## Problems and tasks
• a. From the BERTopic tutorial, quote everything from "# Configure clustering" down to "n_components=10, metric='cosine', low_memory=False)".
• b. In the BERTopic tutorial, recast the Chunk 4 explanation that opens with "CountVectorizer: Prepares a word frequency matrix" as a short bulleted list that keeps its main facts.
• c. Which pre-trained model does the BERTopic tutorial pass to SentenceTransformer to create the embeddings?

## Text block
··········

Hugging Face #6: Topic Modeling, Sentence Embeddings, and Dynamic Clustering

Anix LynchAnix Lynch
4 min read

Source Code Here:

HuggingFace Code

https://gist.github.com/0f88f53525d0fd992b627d62a0da13b2.git


Chunk 1: Import Libraries and Load Data

  1. Code:

     !pip install bertopic
     from sklearn.datasets import fetch_20newsgroups
     from sentence_transformers import SentenceTransformer
     from bertopic import BERTopic
     from umap import UMAP
     from hdbscan import HDBSCAN
    
     # Load text data from the 20 Newsgroups dataset
     docs = fetch_20newsgroups(subset='all', remove=('headers', 'footers', 'quotes'))['data']
    
  2. Explanation:

    • Libraries:

      • BERTopic: For topic modeling.

      • UMAP (Uniform Manifold Approximation and Projection): Reduces embedding dimensionality.

      • HDBSCAN: Clustering algorithm used by BERTopic to form topic clusters.

    • Dataset: 20 Newsgroups text data.

  3. Sample Output:

     Loaded 20 Newsgroups dataset, containing documents on different topics.
    

Chunk 2: Generating Embeddings

  1. Code:

     # Use SentenceTransformer for creating embeddings
     embedding_model = SentenceTransformer("all-MiniLM-L6-v2")
     corpus_embeddings = embedding_model.encode(docs, show_progress_bar=True)
    
  2. Explanation:

    • SentenceTransformer: Generates embeddings (dense vectors) from sentences using a pre-trained model.

    • Parameters:

      • show_progress_bar=True: Displays a progress bar for embedding generation.
  3. Sample Output:

     Corpus embeddings generated for all documents.
    

Chunk 3: (Optional) View Embeddings

  1. Code:

     # View the shape and structure of the generated embeddings
     corpus_embeddings.view()
    
  2. Explanation:

    • Allows inspection of the embeddings to understand dimensions and structure.
  3. Sample Output:

     (1000, 384) # Sample output showing the embedding dimensions (example)
    

Chunk 4: Configure CountVectorizer

  1. Code:

     from sklearn.feature_extraction.text import CountVectorizer
     # Vectorizer for term frequency counts, useful for topic representation
     vectorizer_model = CountVectorizer(stop_words="english", max_df=0.95, min_df=0.01)
    
  2. Explanation:

    • CountVectorizer: Prepares a word frequency matrix for use in BERTopic.

    • Parameters:

      • max_df=0.95: Excludes terms appearing in more than 95% of documents.

      • min_df=0.01: Includes terms present in at least 1% of documents.

  3. Sample Output:

     CountVectorizer configured for text frequency analysis.
    

Chunk 5: Set Parameters for HDBSCAN and UMAP

  1. Code:

     # Configure clustering and dimensionality reduction models
     hdbscan_model = HDBSCAN(min_cluster_size=30, metric='euclidean', prediction_data=True)
     umap_model = UMAP(n_neighbors=15, n_components=10, metric='cosine', low_memory=False)
    
  2. Explanation:

    • HDBSCAN:

      • min_cluster_size=30: Minimum size for clusters, influencing topic sizes.

··········

[Bounding box data excerpts]

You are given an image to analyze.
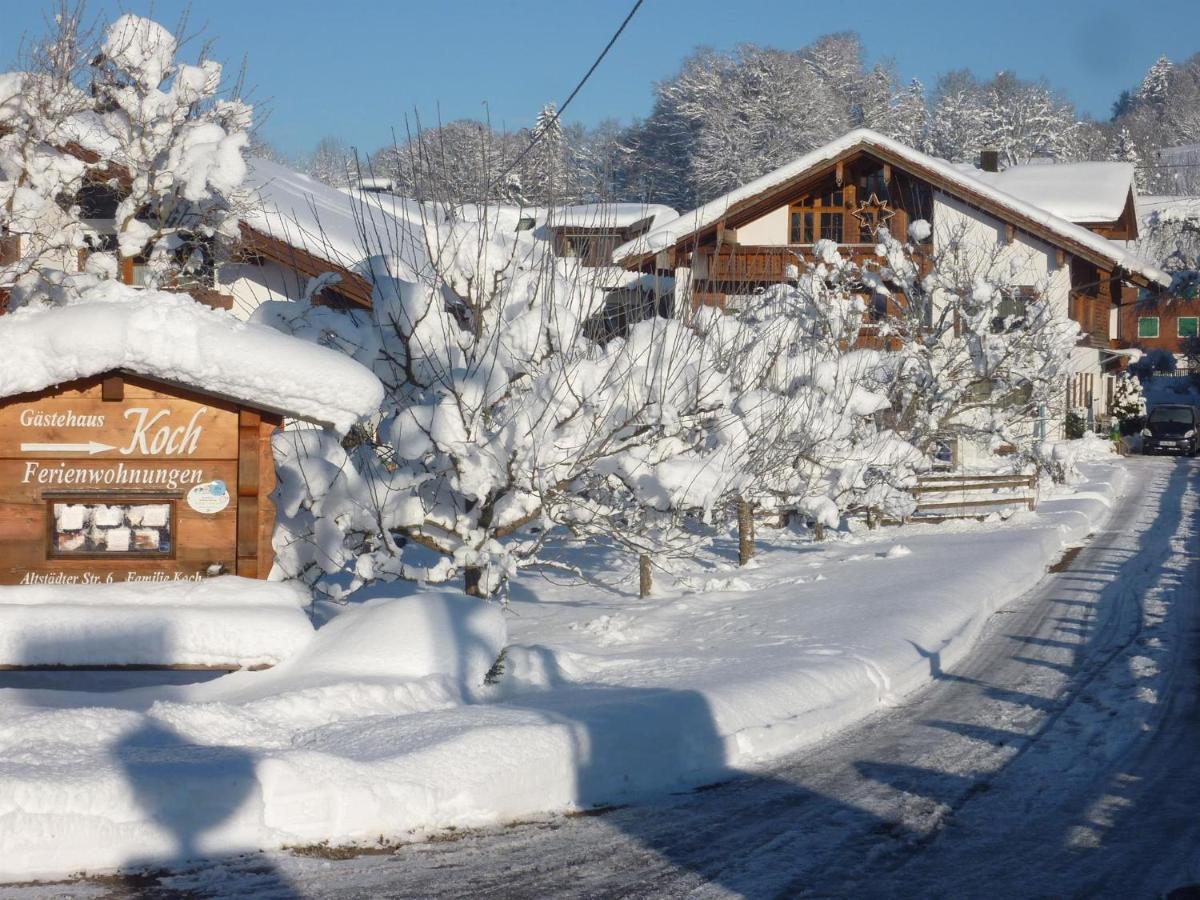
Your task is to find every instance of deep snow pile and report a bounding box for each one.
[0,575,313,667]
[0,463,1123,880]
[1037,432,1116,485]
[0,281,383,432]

··········

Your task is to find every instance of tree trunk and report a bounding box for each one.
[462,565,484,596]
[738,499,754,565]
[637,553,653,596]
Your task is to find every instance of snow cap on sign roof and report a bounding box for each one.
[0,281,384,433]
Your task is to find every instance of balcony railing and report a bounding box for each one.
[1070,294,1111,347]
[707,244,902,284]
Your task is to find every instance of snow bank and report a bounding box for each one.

··········

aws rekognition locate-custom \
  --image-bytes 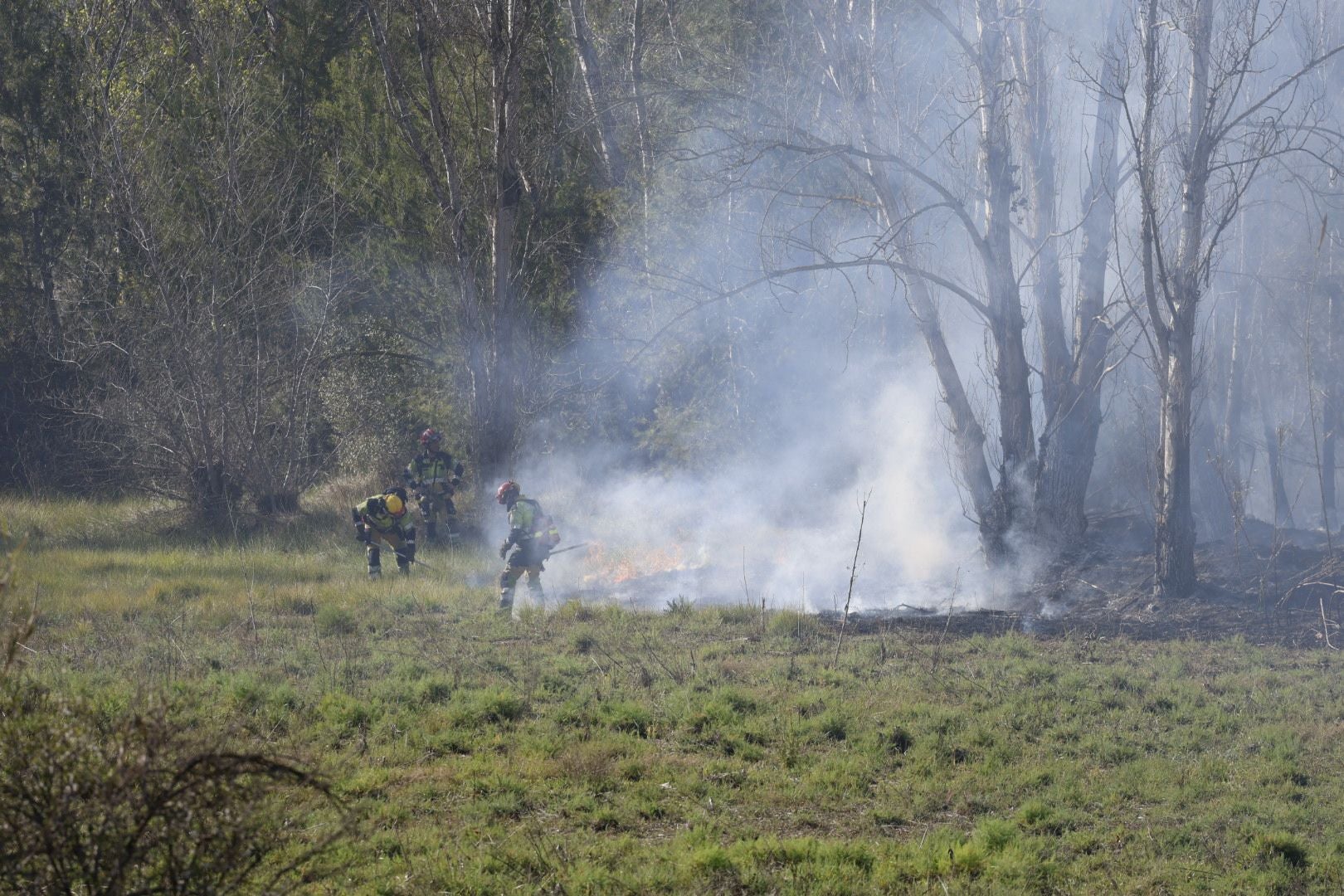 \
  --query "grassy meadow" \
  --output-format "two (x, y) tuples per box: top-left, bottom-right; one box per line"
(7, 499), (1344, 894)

··········

## The answers
• a.
# Configure clustering and dimensionality reduction models
     hdbscan_model = HDBSCAN(min_cluster_size=30, metric='euclidean', prediction_data=True)
     umap_model = UMAP(n_neighbors=15, n_components=10, metric='cosine', low_memory=False)

• b.
- CountVectorizer builds a word frequency matrix for BERTopic.
- max_df=0.95 drops terms that appear in more than 95% of documents.
- min_df=0.01 keeps terms that appear in at least 1% of documents.

• c. "all-MiniLM-L6-v2"